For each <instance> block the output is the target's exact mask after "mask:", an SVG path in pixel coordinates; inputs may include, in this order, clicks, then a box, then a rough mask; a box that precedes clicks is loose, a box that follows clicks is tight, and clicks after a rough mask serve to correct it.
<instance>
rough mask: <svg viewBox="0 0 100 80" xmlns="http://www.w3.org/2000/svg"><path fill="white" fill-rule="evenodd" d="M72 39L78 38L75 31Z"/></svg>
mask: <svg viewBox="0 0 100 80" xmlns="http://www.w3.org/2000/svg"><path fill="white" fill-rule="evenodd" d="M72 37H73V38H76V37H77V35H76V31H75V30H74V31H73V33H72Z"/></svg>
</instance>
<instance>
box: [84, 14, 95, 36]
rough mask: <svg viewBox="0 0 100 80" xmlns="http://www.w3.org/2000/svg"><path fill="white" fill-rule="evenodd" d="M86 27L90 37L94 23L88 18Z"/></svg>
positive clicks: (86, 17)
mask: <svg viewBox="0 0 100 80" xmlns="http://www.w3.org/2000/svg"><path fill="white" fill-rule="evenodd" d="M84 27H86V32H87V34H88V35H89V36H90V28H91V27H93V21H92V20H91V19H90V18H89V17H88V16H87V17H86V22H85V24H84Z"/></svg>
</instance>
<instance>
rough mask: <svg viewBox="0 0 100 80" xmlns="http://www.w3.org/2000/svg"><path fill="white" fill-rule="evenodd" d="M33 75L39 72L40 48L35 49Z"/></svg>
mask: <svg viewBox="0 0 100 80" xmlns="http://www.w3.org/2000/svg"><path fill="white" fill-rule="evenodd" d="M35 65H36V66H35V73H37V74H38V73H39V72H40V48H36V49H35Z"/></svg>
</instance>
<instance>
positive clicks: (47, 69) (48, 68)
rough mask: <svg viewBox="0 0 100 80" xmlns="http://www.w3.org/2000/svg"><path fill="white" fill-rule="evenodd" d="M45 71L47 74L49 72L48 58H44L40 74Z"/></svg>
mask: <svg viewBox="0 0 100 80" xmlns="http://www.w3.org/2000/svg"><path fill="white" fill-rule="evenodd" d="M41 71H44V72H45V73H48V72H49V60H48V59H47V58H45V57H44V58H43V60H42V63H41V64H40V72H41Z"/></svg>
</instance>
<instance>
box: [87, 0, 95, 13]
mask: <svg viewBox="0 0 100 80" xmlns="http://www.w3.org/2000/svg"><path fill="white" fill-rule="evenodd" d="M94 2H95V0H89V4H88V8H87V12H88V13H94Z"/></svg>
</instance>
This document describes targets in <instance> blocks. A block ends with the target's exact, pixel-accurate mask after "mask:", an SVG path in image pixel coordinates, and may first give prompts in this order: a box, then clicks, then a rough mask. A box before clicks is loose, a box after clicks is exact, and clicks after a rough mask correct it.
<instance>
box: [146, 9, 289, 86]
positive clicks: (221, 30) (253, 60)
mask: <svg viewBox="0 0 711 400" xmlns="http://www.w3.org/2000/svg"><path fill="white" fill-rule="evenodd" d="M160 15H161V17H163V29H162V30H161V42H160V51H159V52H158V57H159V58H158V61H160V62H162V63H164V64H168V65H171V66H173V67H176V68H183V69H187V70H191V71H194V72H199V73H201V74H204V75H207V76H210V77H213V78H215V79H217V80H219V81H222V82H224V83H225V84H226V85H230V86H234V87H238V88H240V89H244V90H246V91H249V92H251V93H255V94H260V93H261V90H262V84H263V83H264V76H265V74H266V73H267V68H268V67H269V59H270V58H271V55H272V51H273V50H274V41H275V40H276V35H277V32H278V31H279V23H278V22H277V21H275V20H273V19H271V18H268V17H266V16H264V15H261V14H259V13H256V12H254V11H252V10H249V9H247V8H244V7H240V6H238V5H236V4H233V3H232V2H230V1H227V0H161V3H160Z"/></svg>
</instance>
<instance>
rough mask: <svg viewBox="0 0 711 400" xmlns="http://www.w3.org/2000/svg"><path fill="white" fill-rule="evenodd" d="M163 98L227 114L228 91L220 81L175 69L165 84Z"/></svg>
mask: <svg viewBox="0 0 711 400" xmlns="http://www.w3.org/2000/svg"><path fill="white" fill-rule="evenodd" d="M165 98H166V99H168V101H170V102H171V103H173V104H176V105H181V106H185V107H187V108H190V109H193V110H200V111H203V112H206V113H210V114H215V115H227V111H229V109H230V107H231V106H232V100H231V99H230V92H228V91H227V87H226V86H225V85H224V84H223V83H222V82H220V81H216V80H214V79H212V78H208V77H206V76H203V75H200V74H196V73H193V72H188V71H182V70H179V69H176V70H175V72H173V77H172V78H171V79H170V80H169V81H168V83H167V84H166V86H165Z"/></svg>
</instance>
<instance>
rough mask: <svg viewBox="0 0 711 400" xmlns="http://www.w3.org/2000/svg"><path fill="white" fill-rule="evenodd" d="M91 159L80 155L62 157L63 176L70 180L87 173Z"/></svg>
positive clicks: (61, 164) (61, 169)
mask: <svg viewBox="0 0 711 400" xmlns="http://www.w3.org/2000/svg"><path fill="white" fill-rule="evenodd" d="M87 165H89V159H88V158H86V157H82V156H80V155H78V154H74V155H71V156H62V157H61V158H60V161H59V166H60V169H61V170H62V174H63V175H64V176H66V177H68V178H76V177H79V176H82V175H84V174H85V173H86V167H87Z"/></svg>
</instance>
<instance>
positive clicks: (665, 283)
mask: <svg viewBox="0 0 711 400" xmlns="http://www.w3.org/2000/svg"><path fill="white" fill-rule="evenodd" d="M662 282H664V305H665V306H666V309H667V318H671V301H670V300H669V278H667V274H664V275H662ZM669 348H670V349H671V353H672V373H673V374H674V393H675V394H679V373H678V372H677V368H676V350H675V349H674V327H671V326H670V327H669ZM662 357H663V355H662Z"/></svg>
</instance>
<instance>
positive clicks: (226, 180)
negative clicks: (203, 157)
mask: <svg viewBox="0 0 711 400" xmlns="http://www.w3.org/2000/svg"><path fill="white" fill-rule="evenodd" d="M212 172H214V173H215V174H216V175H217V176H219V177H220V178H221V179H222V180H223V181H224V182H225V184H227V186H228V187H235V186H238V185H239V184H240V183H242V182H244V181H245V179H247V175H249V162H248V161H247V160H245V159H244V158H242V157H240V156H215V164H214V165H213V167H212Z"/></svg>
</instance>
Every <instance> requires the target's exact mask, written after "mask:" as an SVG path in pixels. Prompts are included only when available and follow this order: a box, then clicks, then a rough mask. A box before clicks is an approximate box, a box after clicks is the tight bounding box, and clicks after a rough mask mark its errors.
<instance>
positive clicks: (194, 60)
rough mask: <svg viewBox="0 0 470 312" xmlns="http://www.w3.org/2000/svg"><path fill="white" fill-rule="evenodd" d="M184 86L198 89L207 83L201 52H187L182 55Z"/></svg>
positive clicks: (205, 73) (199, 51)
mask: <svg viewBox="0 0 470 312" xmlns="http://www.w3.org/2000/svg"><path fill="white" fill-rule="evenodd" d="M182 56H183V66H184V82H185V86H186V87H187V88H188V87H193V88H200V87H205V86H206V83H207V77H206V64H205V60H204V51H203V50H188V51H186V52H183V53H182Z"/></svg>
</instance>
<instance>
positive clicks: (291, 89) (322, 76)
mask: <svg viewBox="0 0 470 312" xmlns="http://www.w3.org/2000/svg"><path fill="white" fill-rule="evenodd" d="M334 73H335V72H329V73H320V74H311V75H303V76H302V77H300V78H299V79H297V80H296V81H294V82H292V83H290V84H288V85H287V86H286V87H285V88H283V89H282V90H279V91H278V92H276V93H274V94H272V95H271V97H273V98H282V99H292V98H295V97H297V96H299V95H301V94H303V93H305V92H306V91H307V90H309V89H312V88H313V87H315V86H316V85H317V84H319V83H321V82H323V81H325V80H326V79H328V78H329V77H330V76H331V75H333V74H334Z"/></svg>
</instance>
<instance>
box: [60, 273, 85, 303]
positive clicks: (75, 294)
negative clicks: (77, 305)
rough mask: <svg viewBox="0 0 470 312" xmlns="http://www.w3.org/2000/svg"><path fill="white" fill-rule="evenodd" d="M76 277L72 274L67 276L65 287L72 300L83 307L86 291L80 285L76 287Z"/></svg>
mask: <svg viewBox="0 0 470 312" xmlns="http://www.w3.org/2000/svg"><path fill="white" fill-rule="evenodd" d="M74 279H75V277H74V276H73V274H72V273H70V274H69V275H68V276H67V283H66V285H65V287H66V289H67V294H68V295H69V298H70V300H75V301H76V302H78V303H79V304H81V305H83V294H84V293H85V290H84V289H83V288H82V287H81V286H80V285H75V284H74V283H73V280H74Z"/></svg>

----

#### [Directions]
Please select and copy every line of the material above that contains the word "positive".

#### [Answer below]
positive clicks: (86, 17)
positive clicks: (47, 69) (48, 68)
positive clicks: (221, 30) (253, 60)
positive clicks: (61, 164) (61, 169)
positive clicks: (665, 283)
positive clicks: (226, 180)
positive clicks: (194, 60)
positive clicks: (205, 73) (199, 51)
positive clicks: (291, 89) (322, 76)
positive clicks: (75, 294)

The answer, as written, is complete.